**FRAGMENTO DEL DOCUMENTO**

========================

La tribuna

Silencio, hospital

Silencio, hospital
Federico Relimpio Astolfi - Médico Y Escritor

Silencio, hospital. Un par de palabras de mi infancia. Las veíamos en la tele y en las películas, y se hacían realidad en cada contacto hospitalario que había que hacer, bien para nosotros mismos, bien para visitar a alguien.

Nos criamos con la idea y la experiencia del hospital como lugar silencioso. Nos lo recordaban letreros e imágenes expresivas en cada lienzo libre de pared, a modo de mandato admonitorio. Y si a alguno de nosotros se le escapaba una simple carcajada, recibía enseguida la mirada reprobatoria de la enfermera de turno. Y la consiguiente regañina de nuestro padre o madre a la salida, abochornada la responsable criatura de nuestra deficiente educación.

Muchas cosas han cambiado en nuestros hospitales para bien, pero no esta precisamente. Sin entrar en el tema urgencias –que es otro cantar–, cualquiera que tenga la necesidad de acudir hoy a los hospitales que frecuento se suele encontrar con un panorama muy diferente. Sorprende la cantidad de gente entrando y saliendo de habitaciones que, además, suelen ser compartidas. Se aprecia con demasiada frecuencia cómo en un determinado momento un paciente puede recibir la visita simultánea de tres o cuatro familiares o allegados. Se oye a estos, además, departir a su volumen habitual de voz –que en España es muy alto, como observan a menudo los extranjeros–. El resultado es un ambiente propio de chiringuito de playa o de caseta de Feria.

Sabemos que el hospital dispone de una regulación razonable a tal efecto. Pero también sabemos que cualquier persona indignada que se dirija al control de enfermería para que se imponga la racionalidad y la normativa se topará con un chasco. El hospital y su personal, hoy, carecen de medios y/o voluntad para llevarlo a cabo. Tenemos, pues, que aceptar lo que los usuarios interpreten y dispongan.

Voy a sacar el lado positivo: somos gente familiar y, por tanto, visitamos a nuestros enfermos. Somos gente cálida y, en consecuencia, nos alegramos al verlos remontar. Y expresamos nuestra alegría a nuestro modo. Por otra parte, el hospital no es ya un lugar tan distante, frío y hostil como hace años, sino algo más próximo. Respecto a la experiencia de hace décadas, se vive un poquito más como la casa de uno. No extraña, pues, que nos comportemos en consecuencia.

Este lado “guay” del problema no nos permite ver que, compartiendo habitación o a dos pasos, hay una persona que, por ejemplo, acaba de subir de quirófano o de la UCI. Que no está para fiestas, vaya, y que, por tanto, añora aquello de “Silencio, hospital”. Y que, por la misma razón, agradecería mucho la presencia de alguien con sensibilidad y capacidad de imponer la normativa.

========================

**DATOS PROPORCIONADOS**
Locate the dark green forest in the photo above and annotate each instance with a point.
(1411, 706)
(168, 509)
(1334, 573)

========================

**TUS INSTRUCCIONES**
Responde, por favor, estas preguntas sobre el fragmento:
1. ¿Quién dirigía una mirada reprobatoria a quien soltaba una carcajada en el hospital?
2. ¿Cuántos familiares o allegados pueden visitar a la vez a un paciente?
3. ¿A qué dos lugares se parece el ambiente que resulta?

**EJERCICIO RESUELTO**
1. La enfermera de turno.
2. Tres o cuatro.
3. A un chiringuito de playa o a una caseta de Feria.